## Excerpted text:
* * *

Python SDK

Overview

The docstrange Python SDK provides a type-safe, ergonomic interface for the Nanonets Document Extraction API. It includes full type annotations, async support, streaming, and automatic pagination.

Key Features

Type Safety

Full type annotations and Pydantic models for all requests and responses.

Async Support

Native async/await support with AsyncDocstrange client.

Streaming

Consume SSE streams with typed event objects.

File Upload

Upload files directly from file paths, bytes, or file objects.

Error Handling

Typed exceptions with status codes, messages, and request IDs.

Pagination

Automatic pagination helpers for list endpoints.

Installation

pip install docstrange

Requires Python 3.9+

Authentication

The SDK reads your API key from the DOCSTRANGE_API_KEY environment variable by default.

export DOCSTRANGE_API_KEY="your-api-key"

You can also pass it explicitly when creating the client:

from docstrange import Docstrange

# Uses DOCSTRANGE_API_KEY env var
client = Docstrange()

# Or pass explicitly
client = Docstrange(api_key="your-api-key")

* * *

## Records shown:
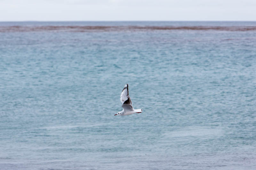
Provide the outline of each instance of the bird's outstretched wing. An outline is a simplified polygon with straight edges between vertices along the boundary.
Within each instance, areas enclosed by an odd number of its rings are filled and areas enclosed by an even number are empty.
[[[125,112],[133,110],[132,100],[129,96],[128,87],[128,84],[126,84],[121,93],[121,102],[123,103],[122,107],[124,108]]]
[[[132,105],[132,100],[131,100],[130,96],[129,96],[129,89],[128,89],[128,84],[126,84],[124,88],[124,89],[123,89],[122,92],[121,93],[120,100],[122,104],[124,104],[124,102],[127,99],[128,99],[129,100],[129,104]]]

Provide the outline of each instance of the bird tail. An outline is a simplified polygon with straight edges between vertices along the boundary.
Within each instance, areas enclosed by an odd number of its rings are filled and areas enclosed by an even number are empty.
[[[135,109],[134,111],[136,113],[140,113],[142,112],[142,109]]]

* * *

## Short exercise:
Please pull out, word for word, the stretch of the Python SDK page above that opens with the words containing "Key Features" and closes with "with AsyncDocstrange client.".

## Expected answer:
Key Features

Type Safety

Full type annotations and Pydantic models for all requests and responses.

Async Support

Native async/await support with AsyncDocstrange client.